The problem =
Count the lines of the listing that contain the string "before", treating case as significant. Reply with the number only.
>> start Provided material
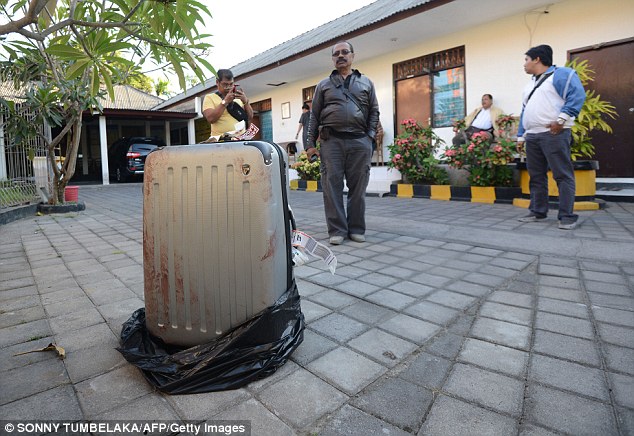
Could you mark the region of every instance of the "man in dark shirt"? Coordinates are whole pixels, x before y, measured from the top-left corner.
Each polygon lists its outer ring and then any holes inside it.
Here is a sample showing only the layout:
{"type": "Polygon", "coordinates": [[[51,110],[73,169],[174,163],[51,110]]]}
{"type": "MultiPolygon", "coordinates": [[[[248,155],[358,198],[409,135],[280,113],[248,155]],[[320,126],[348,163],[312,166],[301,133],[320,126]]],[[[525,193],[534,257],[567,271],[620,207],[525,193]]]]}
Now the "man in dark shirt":
{"type": "MultiPolygon", "coordinates": [[[[299,125],[297,126],[297,133],[295,139],[299,138],[299,132],[302,132],[302,146],[306,147],[308,141],[308,122],[310,121],[310,106],[307,103],[302,105],[302,116],[299,117],[299,125]]],[[[299,147],[298,147],[298,150],[299,147]]]]}
{"type": "Polygon", "coordinates": [[[321,155],[328,235],[330,244],[339,245],[345,237],[365,242],[365,190],[370,180],[379,104],[372,81],[352,68],[354,49],[349,42],[334,45],[332,60],[336,70],[315,89],[305,148],[309,157],[321,155]],[[319,151],[315,148],[317,137],[319,151]],[[343,202],[344,177],[347,208],[343,202]]]}

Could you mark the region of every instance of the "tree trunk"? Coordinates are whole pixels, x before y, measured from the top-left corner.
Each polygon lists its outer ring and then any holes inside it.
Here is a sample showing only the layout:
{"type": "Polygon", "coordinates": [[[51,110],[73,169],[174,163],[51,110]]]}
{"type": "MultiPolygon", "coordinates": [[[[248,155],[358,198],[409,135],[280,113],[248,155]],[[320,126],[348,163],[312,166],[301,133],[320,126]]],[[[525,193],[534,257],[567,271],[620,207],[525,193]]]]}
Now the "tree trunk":
{"type": "Polygon", "coordinates": [[[75,164],[77,162],[77,153],[81,139],[82,114],[80,113],[78,117],[72,119],[70,122],[72,123],[70,129],[66,133],[60,133],[49,145],[48,160],[53,170],[52,204],[60,204],[66,201],[64,191],[68,182],[75,174],[75,164]],[[64,156],[60,156],[63,157],[63,162],[61,162],[60,166],[57,166],[57,162],[55,161],[55,146],[63,139],[59,136],[66,137],[66,153],[64,156]]]}

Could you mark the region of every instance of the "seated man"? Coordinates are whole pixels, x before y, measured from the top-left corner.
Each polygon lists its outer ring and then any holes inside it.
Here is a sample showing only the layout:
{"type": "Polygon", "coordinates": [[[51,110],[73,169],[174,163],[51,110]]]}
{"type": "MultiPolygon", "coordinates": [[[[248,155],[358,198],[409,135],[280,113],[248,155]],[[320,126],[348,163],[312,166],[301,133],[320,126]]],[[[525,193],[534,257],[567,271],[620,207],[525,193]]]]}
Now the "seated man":
{"type": "Polygon", "coordinates": [[[453,138],[454,145],[460,145],[468,142],[474,133],[486,132],[489,139],[497,137],[499,126],[497,119],[502,115],[502,109],[493,106],[493,96],[484,94],[482,96],[482,107],[475,109],[465,118],[465,129],[457,130],[456,136],[453,138]]]}

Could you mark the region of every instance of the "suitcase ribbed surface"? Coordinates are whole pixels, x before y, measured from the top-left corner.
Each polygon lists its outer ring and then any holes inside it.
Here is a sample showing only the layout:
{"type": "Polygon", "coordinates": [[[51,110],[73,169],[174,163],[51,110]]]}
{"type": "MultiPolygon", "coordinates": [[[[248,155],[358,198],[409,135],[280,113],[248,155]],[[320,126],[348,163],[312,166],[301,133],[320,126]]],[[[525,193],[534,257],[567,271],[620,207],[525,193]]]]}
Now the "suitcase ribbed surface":
{"type": "MultiPolygon", "coordinates": [[[[267,144],[267,146],[270,146],[267,144]]],[[[271,306],[287,284],[279,160],[242,143],[167,147],[144,180],[147,326],[208,342],[271,306]]]]}

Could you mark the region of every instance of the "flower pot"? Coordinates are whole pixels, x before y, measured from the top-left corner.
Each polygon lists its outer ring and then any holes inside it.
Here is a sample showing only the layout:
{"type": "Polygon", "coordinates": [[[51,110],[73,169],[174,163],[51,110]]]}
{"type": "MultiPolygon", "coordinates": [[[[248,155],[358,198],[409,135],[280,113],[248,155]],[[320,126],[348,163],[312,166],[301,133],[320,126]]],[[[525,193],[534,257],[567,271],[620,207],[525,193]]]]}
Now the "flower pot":
{"type": "Polygon", "coordinates": [[[64,188],[64,202],[77,203],[79,200],[79,186],[66,186],[64,188]]]}
{"type": "Polygon", "coordinates": [[[294,191],[321,192],[321,180],[291,180],[291,189],[294,191]]]}
{"type": "MultiPolygon", "coordinates": [[[[596,201],[594,196],[597,191],[596,170],[599,169],[599,162],[596,160],[573,161],[575,171],[575,205],[574,210],[597,210],[603,206],[602,202],[596,201]]],[[[518,207],[528,208],[530,203],[530,177],[526,162],[518,162],[517,169],[520,173],[520,187],[522,189],[521,198],[513,200],[513,204],[518,207]]],[[[548,197],[551,208],[557,208],[559,202],[559,189],[557,182],[553,179],[553,174],[548,171],[548,197]]]]}
{"type": "Polygon", "coordinates": [[[521,190],[518,187],[411,185],[408,183],[392,183],[390,186],[390,195],[393,197],[471,203],[511,204],[520,194],[521,190]]]}

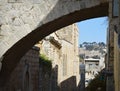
>> end Provided material
Exercise answer =
5